-- Aim of the task --
Restate the full listing word for word and leave the pictures out.

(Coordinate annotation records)
## Start
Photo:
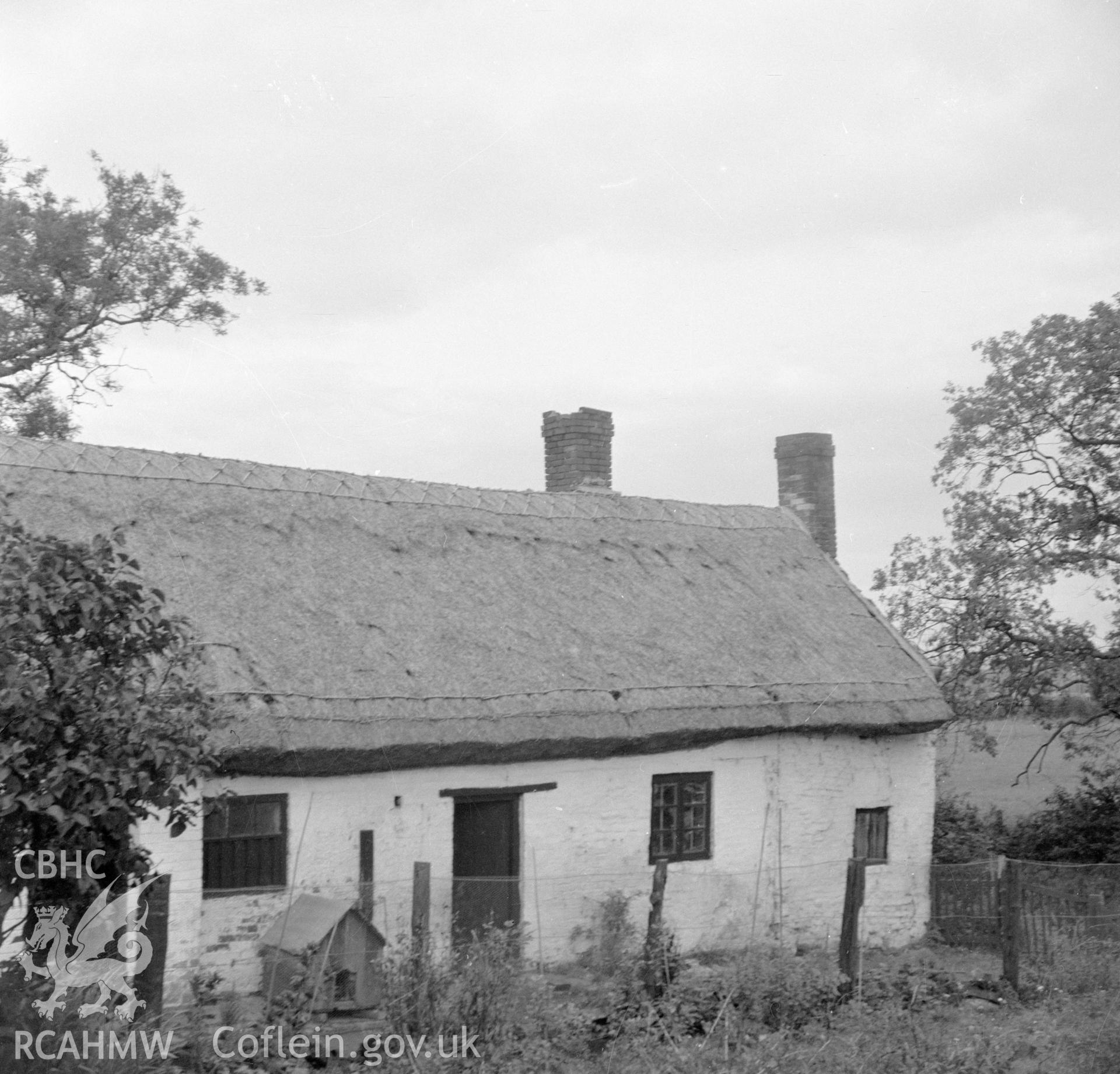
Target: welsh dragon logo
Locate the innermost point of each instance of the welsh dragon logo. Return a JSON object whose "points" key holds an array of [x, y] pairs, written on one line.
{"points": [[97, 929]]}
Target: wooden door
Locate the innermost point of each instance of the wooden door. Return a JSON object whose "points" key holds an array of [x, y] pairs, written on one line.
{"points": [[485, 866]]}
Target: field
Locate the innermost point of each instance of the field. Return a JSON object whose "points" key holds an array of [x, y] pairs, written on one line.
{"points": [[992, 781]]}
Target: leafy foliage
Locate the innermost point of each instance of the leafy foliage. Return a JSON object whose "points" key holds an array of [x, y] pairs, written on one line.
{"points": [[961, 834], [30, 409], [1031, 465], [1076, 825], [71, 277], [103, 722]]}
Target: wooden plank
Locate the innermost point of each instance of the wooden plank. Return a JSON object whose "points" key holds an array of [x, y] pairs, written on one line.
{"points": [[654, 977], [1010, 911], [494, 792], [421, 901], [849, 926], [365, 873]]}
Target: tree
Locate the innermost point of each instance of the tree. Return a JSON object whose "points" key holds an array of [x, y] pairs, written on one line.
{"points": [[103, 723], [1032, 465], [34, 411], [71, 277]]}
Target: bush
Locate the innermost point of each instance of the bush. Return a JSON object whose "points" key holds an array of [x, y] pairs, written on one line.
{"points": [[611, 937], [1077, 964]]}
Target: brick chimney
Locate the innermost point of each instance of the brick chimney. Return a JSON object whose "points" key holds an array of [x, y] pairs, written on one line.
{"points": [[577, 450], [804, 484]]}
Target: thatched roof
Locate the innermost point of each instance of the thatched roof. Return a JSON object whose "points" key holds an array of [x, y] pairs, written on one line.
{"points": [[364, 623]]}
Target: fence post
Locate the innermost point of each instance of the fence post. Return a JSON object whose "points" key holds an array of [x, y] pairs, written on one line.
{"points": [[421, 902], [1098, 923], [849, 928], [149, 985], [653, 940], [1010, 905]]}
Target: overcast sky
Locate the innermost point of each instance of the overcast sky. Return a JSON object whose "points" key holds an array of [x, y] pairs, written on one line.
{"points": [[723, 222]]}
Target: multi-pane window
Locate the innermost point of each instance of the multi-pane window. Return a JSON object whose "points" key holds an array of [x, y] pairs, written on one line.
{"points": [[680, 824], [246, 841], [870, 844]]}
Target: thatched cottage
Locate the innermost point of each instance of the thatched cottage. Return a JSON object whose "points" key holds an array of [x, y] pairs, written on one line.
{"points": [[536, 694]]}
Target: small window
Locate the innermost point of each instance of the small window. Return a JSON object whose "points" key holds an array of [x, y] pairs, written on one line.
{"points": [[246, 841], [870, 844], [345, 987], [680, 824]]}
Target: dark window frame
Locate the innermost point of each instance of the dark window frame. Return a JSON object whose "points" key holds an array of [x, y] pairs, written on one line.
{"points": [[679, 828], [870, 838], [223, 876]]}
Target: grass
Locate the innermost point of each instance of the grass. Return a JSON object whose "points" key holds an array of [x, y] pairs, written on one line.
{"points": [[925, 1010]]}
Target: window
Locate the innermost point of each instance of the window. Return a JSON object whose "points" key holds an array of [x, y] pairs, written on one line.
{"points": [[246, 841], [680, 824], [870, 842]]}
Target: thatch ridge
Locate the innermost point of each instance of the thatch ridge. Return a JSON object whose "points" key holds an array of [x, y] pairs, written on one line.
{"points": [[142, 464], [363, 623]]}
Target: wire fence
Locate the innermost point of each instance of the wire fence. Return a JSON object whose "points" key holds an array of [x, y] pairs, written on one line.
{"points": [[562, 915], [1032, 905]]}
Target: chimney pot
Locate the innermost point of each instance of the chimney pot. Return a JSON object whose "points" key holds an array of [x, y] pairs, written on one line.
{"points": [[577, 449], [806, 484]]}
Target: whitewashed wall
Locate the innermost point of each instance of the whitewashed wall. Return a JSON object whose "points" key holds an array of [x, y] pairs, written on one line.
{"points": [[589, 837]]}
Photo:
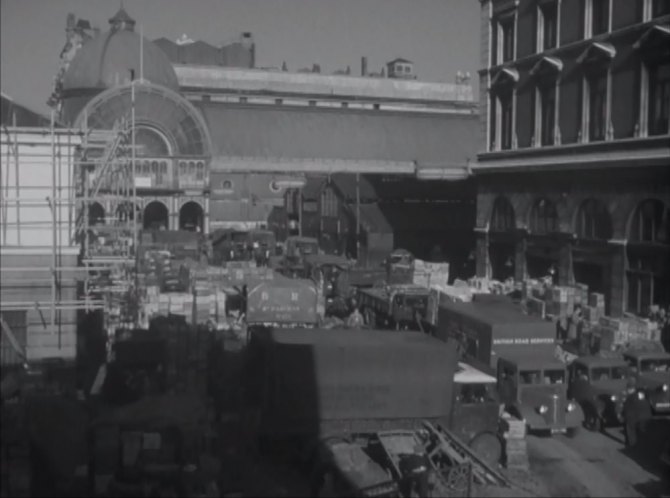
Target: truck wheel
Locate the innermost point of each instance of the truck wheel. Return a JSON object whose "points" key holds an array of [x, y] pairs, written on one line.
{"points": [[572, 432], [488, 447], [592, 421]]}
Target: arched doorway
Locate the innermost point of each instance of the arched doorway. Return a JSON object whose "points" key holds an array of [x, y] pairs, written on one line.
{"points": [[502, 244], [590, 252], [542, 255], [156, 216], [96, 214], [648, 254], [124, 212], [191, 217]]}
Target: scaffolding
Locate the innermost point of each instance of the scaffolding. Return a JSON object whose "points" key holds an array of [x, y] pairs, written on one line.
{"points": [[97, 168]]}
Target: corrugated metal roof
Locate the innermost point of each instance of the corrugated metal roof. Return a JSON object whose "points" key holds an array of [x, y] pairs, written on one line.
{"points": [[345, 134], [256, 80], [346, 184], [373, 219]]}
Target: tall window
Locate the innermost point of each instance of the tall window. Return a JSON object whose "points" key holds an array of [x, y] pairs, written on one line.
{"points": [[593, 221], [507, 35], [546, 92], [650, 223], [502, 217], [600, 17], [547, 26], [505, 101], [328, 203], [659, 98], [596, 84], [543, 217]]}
## End
-- Task response --
Photo:
Target: welsh dragon logo
Locate the innermost point of each instance of the welsh dragon logo. Return a JSON object whose "points" key holds an array of [x, y] pairs, written on one line.
{"points": [[97, 929]]}
Target: wooden door
Locate the innermost point of each instance of the wooden door. Return a JSON object whose "points" key holds an array of [x, y] pairs, written on one line.
{"points": [[485, 866]]}
Target: field
Locate the innermost point of each instance of the field. Return a JSON object whose "points" key holds an array of [x, y] pairs, written on one line.
{"points": [[992, 781]]}
Target: leafy foliage
Locate the innermost point of each instance of the leafy foliage. Return a JSON object whose "points" key holds an array of [x, y] pairs, written on one line.
{"points": [[961, 834], [30, 409], [1031, 465], [1076, 825], [71, 277], [103, 722]]}
Target: wooden plank
Locate the innermost point of each instance of the wooden plank. Return a JSON object whose "points" key holds an array of [x, y] pairs, written on one line.
{"points": [[654, 977], [1010, 911], [494, 792], [421, 901], [849, 926], [365, 873]]}
Target: tree
Locate the innermost point of each instance of the tree. Return a JSON object whose "points" key holds an array of [x, y] pairs, written on one line.
{"points": [[103, 723], [1032, 465], [34, 411], [71, 277]]}
Target: bush
Locate the innermost point of each instance of the bush. Return a JSON object whose "points" key holds an array of [x, y] pairs, written on one line.
{"points": [[611, 937], [1077, 964]]}
Target: brick chimney
Locate the innermost point of each instance of the brick chimney. Return a JSON object whose "points" key holds an array of [x, y] pairs, written on one line.
{"points": [[577, 450], [804, 484]]}
Target: thatched roof
Locate the innermost point of each instance of the thatched roof. Return a JSON object whose "points" key holds an array of [x, y] pairs, written on one line.
{"points": [[364, 623]]}
Target: fence post
Locate the innermost point of each instance of the fence post. Return a JSON object whose "points" key holds an array of [x, y] pairs, written on one line.
{"points": [[421, 902], [1098, 923], [849, 928], [149, 985], [653, 940], [1010, 905]]}
Target: overcast sky
Locate the innermost point of each instance of the overcast sky. Return a JSON object whose "points" key holds an array of [x, y] pairs, written on one line.
{"points": [[723, 222]]}
Target: multi-pane window
Locate the innermost point of each instance of the multi-pane window. Return a JSON object whose "points" key holds an array of [x, y] pairs, written on one line.
{"points": [[680, 824], [246, 841], [870, 844]]}
Target: thatched cottage
Locate the innermost point of each instance of the thatched cottage. Return a JSON object whose "points" key holds an array of [x, y] pairs, written on one line.
{"points": [[536, 694]]}
Target: small window
Locate the innermost point of each instance of the small window. Return a JSON object whose "points" key holds an array of [x, y] pairs, written on one line.
{"points": [[246, 841], [870, 844], [345, 987], [680, 824]]}
Target: dark window frame
Locate the innermost point of each instance of the dark window frame. Return a JSON object whose "points" key holds an array of [x, y] pairs, written on one line.
{"points": [[679, 828], [870, 838], [223, 876]]}
Target: grass
Locate the innermost point of each instance of the grass. Return a JSON object whose "points" key holds an array of [x, y] pairs, written on one line.
{"points": [[925, 1010]]}
Target: window
Locate the innermost point of each instance of the window. Return a JSON object whose "points" key holds an array of [x, y] pairs, written on one line.
{"points": [[246, 841], [680, 824], [870, 842]]}
Target: thatch ridge
Locate the innermost point of each instance of the thatch ridge. Return a JSON object whose "points" key holds an array of [x, y] pairs, written on one line.
{"points": [[142, 464], [363, 623]]}
Target: wire fence
Locate the innermost point of each instance of the wire fence. Return a JSON object whose "points" key holds an array of [x, y] pairs, written on one line.
{"points": [[562, 915], [1032, 905]]}
Target: chimney pot
Locate the innermost point of each instance of the chimney pot. Return a JSON object whose "points" key holds an array of [x, y] pairs, written on one line.
{"points": [[577, 449], [806, 484]]}
Target: whitewashed wall
Locate the innermost point of each instance of the whitewashed wall. Return a JSON object whose "points" key holds an array of [x, y] pairs, written on one line.
{"points": [[589, 837]]}
Photo:
Target: truck wheel
Locate the innermost point of each instance of the truck wheel. Return a JSON object whose "points" key holds an array of [x, y] pairs, written on one line.
{"points": [[572, 432], [488, 447], [592, 421]]}
Target: arched doorway
Locate the innermost point of each instance of the arched doorway. Return a JSON object whose "points" key holds an array of [x, y] pairs, written on one line.
{"points": [[502, 244], [590, 252], [542, 255], [156, 216], [96, 214], [648, 254], [124, 212], [191, 217]]}
Target: scaffolding
Locate the innermost point of each instance of the scaffolding. Return a JSON object whose "points" key holds an array of [x, y] pairs, written on one line.
{"points": [[97, 168]]}
Target: corrugated metal roof
Locate the innermost point of each instance of the corrugated metal roof. Return a JSON object whose "points" key holds an array of [x, y] pairs, written on one line.
{"points": [[345, 134], [256, 80], [346, 184], [373, 219]]}
Target: tall window
Locate the innermost point of each instance of the tall window. Return a JSON object whose "points" key holds an array of [x, y] pairs, written on one line.
{"points": [[593, 221], [507, 35], [546, 92], [650, 223], [502, 217], [600, 17], [547, 26], [505, 101], [328, 203], [659, 98], [596, 84], [543, 217]]}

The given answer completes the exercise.